Entre el manuscrito y la edición, Sade pinta con lápiz más negro y duro al satélite de Granwel, un Gave cuyo nacimiento oscuro y la sumisión al Lord queda subrayado con alguna réplica incorporada al texto; por otro lado, de labios de Granwel desaparecen los pensamientos más subversivos que hemos recogido en nota, y algunas líneas en las que cuestiona la virtud: «¡Oh, virtud! ¿En qué difieres pues del vicio, si los remordimientos que das son los mismos que nacen de los crímenes[11]?»
A diferencia de otros relatos, y mientras Gave engaña a un prometido algo bobalicón, es Henriette la víctima que pasa al ataque; Henriette es la mujer fuerte, capaz de razonar con su verdugo, de utilizar su propio lenguaje y llevarle a su terreno hasta el punto de conseguir que Granwel la libere en dos ocasiones, y en la tercera ocasión consiga al menos morir matando.
Faxelange, o los errores de la ambición / Faxelange, ou les Torts de l’ambition

Los cambios en el título mismo de este relato anuncian el deslizamiento de su asunto entre el manuscrito y la publicación; anotó en aquél «La joven engañada» y «El marido engañador», pero más tarde desplazó la causa y la culpa de las desgracias que le sobrevienen a Faxelange hacia sus padres y hacia ella misma: cegados por el relumbrón de la apariencia del supuesto barón de Franlo, los padres de Faxelange y la propia joven se lanzan a preparar un matrimonio que no es más que una estratagema del malvado. Si en el manuscrito Faxelange es la víctima de una mente monstruosa, los retoques del texto impreso sitúan a ésta en el campo de los culpables, pues cae por voluntad propia y fascinada por la riqueza en las trampas que el Mal le tiende. Maestro de la seducción y el engaño, Franlo deja que sus palabras descubran un temperamento cínico y añadan su nombre a la lista de personajes plenamente sadianos: sus maldades tienen por fundamento las leves de la naturaleza y por misión conseguir, exclusivamente para sí, una igualdad que las leves sociales han perturbado expulsándole del lugar que ocupaba, como expresa uno de los fragmentos eliminados (nota 5, pág. 542); en la edición de 1800, Franlo, víctima de unos usos sociales que lo han llevado al bandidaje, no pretende otra cosa que recuperar, gracias a las riquezas que roba, su rango dentro de la sociedad. Desaparecen asimismo su crueldad —sólo en parte— y su cínico desprecio hacia la vida humana (nota 6, pág. 542) si ésta pone obstáculos a sus miras de resocialización por arriba.
Frente a él, un personaje perfectamente inscrito en la sociedad del Antiguo Régimen como es Goé tiene que asumir, mal que le pese, los valores institucionales del sistema, y, tras acabar en nombre del rey con el seductor perverso, elimina los sentimientos que lo habían llevado a perseguir la liberación de Faxelange: porque, una vez mancillada, una vez vistos los errores que han llevado a Faxelange a su perdición, ésta no puede resituarse otra vez en la vida social como si no hubiera ocurrido nada; y tampoco puede tener sitio alguno en el corazón y los sentimientos de su liberador; el convento o la muerte son su único destino.
——
§ **Tarea propuesta**: Prosigue el comentario sobre los relatos de Sade a partir de su última frase.

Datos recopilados
——
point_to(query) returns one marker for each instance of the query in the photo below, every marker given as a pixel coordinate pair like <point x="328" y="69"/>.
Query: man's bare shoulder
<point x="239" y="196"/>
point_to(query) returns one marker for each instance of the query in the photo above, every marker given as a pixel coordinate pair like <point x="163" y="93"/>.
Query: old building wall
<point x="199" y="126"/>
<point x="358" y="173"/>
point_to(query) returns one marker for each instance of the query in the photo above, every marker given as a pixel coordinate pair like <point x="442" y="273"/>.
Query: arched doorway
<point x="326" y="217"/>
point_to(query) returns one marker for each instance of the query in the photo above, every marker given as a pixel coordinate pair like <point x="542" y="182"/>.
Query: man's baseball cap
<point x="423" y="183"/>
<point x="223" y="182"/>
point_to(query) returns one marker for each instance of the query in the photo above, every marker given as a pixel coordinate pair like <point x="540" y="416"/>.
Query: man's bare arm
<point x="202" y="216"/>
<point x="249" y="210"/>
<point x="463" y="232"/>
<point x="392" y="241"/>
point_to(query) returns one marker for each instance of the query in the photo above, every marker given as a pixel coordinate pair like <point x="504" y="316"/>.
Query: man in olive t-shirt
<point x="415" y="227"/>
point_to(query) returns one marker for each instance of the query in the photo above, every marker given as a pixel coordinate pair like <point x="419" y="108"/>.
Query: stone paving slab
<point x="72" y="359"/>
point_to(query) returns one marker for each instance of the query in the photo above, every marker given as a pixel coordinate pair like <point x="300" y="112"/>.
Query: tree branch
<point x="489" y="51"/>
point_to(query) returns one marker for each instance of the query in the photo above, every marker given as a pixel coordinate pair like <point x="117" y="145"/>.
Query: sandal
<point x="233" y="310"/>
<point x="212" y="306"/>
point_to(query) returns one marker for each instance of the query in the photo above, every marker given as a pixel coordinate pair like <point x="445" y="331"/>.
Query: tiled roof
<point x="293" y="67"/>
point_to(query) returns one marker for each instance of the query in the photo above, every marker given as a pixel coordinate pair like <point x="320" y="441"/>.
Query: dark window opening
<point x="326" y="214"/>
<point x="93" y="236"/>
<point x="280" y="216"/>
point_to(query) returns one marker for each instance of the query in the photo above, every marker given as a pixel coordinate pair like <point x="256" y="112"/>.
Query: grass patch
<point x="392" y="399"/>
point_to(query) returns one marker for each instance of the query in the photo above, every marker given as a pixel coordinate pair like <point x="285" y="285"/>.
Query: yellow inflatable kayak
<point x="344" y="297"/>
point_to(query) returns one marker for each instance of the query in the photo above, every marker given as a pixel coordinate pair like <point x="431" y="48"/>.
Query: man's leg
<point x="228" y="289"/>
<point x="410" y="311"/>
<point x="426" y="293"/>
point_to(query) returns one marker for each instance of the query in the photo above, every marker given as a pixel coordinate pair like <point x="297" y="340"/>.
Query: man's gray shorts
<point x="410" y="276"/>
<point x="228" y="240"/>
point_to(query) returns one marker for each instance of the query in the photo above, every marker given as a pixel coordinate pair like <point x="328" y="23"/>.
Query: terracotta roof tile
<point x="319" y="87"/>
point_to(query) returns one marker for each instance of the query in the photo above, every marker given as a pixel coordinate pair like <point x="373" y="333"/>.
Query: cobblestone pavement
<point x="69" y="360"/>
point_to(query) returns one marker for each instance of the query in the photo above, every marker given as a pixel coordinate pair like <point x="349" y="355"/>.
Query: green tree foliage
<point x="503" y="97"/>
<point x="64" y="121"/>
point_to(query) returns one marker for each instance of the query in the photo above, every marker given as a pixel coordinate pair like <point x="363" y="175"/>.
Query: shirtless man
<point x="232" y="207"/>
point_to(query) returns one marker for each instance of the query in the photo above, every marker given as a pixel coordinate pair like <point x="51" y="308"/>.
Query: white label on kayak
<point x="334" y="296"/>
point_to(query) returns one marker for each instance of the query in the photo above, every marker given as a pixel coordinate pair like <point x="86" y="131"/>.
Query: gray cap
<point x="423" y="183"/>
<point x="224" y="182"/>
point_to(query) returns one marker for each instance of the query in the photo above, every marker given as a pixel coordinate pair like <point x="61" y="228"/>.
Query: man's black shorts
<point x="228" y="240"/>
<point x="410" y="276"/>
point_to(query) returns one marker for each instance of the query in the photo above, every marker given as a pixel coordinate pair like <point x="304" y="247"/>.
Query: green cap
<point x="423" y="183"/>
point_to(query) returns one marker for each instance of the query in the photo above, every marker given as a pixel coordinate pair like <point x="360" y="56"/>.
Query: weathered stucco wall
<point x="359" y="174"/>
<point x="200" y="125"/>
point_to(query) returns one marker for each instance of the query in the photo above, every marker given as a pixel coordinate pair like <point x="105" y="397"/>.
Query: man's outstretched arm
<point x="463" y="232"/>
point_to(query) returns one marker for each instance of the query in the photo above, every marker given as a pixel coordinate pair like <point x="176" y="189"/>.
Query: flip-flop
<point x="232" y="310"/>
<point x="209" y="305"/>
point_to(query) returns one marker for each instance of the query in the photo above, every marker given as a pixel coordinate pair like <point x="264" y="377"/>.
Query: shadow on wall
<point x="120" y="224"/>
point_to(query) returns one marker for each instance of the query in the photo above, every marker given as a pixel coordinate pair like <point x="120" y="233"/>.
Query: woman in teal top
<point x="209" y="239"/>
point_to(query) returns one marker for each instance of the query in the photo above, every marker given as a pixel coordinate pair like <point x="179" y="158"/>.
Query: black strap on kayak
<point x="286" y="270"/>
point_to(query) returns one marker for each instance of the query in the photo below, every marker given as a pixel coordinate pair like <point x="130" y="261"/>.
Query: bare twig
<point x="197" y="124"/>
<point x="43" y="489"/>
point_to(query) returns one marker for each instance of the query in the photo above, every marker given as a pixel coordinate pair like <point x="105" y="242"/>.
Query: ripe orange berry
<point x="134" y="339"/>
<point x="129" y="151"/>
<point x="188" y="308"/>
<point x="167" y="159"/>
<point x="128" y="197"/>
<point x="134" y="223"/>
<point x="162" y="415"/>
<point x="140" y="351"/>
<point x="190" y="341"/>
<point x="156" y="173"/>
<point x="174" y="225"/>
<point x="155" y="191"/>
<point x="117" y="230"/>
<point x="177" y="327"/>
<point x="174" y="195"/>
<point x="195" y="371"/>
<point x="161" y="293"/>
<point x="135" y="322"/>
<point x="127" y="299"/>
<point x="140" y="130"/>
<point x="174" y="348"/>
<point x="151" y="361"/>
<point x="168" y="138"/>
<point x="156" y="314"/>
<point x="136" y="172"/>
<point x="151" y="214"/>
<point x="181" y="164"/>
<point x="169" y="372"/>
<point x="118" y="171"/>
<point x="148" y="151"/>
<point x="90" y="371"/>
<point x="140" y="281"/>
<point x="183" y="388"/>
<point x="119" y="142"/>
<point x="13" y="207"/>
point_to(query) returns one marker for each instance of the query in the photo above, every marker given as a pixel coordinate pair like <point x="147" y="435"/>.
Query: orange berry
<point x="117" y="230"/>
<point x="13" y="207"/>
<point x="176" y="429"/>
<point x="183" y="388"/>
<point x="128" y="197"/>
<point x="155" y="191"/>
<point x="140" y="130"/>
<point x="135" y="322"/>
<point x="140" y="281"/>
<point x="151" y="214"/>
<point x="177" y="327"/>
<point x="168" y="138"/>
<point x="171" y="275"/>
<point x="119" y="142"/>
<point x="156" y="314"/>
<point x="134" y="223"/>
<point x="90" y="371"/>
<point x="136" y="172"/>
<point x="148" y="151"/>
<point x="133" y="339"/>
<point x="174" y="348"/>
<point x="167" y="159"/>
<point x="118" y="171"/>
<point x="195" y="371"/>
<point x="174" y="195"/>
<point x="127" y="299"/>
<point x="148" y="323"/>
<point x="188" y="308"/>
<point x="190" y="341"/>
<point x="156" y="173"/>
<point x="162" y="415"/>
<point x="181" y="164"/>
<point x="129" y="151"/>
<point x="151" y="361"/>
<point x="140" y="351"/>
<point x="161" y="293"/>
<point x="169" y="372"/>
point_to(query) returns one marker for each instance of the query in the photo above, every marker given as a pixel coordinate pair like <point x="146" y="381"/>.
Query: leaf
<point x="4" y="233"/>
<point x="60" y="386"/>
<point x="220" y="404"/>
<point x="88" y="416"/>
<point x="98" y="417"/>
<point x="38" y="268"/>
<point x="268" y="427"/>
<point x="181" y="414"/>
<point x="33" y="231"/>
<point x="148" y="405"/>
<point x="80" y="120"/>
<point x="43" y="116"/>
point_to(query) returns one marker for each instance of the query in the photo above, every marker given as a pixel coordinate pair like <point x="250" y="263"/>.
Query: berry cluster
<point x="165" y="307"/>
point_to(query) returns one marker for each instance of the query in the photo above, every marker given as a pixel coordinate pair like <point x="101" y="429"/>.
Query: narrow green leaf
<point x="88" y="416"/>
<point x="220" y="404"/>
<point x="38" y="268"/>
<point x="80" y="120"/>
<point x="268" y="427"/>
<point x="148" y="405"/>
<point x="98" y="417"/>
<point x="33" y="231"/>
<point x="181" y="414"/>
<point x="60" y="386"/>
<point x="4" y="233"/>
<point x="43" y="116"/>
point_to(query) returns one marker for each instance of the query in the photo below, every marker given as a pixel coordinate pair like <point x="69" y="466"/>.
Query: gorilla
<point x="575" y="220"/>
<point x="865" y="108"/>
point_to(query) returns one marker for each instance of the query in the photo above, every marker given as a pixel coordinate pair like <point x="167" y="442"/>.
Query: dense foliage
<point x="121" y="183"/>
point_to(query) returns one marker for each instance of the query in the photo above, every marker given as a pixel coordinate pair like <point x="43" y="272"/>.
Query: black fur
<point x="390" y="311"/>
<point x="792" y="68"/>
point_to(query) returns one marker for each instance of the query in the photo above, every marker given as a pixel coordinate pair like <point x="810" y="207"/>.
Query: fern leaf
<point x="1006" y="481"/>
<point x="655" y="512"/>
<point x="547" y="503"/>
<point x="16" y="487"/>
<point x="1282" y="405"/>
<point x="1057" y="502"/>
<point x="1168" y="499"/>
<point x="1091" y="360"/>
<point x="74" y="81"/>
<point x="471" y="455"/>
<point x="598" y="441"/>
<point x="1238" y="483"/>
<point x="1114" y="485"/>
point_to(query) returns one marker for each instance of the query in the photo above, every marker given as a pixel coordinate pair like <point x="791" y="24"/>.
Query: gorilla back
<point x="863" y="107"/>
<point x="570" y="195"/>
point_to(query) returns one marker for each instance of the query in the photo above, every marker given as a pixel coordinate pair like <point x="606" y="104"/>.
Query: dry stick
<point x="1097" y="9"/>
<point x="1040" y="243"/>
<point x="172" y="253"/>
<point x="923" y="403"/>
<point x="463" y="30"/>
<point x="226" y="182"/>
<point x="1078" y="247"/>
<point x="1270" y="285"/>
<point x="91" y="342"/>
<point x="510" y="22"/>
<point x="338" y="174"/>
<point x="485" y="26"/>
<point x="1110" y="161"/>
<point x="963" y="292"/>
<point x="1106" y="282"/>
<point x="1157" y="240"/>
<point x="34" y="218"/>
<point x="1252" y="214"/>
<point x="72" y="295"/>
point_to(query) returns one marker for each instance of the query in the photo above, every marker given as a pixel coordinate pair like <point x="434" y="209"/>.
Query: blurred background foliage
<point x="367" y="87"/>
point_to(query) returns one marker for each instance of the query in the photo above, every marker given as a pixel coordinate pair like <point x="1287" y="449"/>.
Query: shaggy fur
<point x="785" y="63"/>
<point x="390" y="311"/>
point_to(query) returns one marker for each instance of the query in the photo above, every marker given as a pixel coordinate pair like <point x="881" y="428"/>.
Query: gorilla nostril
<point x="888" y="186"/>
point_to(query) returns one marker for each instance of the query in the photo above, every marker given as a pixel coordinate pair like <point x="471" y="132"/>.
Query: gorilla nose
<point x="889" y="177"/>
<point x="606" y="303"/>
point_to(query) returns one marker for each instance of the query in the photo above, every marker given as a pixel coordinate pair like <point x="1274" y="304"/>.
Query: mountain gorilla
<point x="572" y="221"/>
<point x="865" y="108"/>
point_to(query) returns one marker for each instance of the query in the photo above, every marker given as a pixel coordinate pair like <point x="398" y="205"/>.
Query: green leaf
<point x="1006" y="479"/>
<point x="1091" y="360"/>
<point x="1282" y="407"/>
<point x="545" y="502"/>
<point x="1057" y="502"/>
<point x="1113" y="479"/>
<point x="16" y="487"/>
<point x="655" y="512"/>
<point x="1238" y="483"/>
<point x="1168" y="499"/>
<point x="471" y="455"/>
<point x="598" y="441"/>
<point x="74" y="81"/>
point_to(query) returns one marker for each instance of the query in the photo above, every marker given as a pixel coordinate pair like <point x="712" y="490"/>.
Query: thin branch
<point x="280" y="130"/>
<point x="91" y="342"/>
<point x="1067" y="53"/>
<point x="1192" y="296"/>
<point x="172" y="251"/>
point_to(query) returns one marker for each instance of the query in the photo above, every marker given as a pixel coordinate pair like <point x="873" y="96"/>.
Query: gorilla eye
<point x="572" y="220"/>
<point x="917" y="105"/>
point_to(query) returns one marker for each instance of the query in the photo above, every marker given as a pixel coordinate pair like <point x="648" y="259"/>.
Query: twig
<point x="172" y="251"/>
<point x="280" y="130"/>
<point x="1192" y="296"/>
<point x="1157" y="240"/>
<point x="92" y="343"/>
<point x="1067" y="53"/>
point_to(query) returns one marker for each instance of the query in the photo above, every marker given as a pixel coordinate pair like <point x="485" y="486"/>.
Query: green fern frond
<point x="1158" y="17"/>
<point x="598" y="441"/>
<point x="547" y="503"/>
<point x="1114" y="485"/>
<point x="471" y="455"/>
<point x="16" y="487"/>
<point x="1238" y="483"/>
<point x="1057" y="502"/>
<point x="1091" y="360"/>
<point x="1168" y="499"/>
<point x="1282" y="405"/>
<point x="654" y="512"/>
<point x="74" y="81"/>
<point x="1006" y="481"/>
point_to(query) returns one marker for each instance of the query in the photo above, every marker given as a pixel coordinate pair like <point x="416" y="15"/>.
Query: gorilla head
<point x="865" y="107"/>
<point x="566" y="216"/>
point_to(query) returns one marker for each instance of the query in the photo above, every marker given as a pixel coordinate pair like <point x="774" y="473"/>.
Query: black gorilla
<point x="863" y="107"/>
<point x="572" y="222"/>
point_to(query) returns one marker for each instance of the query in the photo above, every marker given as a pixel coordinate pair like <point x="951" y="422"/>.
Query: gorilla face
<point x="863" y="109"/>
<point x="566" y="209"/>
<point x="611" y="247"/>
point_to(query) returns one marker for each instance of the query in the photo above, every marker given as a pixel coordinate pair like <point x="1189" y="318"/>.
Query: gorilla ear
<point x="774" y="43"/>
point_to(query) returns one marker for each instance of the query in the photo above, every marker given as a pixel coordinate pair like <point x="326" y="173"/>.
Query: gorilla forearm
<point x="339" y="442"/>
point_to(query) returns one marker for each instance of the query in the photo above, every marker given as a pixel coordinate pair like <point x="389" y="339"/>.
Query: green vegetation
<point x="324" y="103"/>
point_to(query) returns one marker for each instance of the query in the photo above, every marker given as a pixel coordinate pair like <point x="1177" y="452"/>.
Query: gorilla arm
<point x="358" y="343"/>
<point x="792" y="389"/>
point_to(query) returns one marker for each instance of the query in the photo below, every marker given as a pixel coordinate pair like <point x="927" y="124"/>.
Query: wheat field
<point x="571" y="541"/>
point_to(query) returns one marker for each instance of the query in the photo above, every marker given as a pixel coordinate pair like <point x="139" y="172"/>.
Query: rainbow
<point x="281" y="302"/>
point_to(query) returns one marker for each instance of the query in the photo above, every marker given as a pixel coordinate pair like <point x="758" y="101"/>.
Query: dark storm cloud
——
§ **Resultado del ejercicio**:
Florville y Courval, o el fatalismo / Florville et Courval, ou le Fatalisme

Del manuscrito a las prensas cambia poco el texto de este relato que tiene en las dos heroínas, Mme. de Verquin y Mme. de Lérince, dos encarnaciones opuestas: la primera, del libertinaje; la segunda, de la virtud; en medio, la joven Florville, sobre cuyo camino de iniciación a la vida se volverán ambas. A la hora de dar su texto a la imprenta, Sade presta a la primera unas bases teóricas a su libertinaje (en el añadido que comienza: «Heroína gala», pág. 247), resultado de su experiencia de la vida, mientras hace de la segunda un retrato de devoción y virtud, acompañándolo de las morales palabras de M. de Saint-Prât, otro de los ejemplos de bondad. Pero Sade concentra su reescritura en la muerte de esos tres personajes femeninos: rehace la de Mme. de Verquin, cambia algo en la de Florville y crea por completo la de Mme. de Lérince.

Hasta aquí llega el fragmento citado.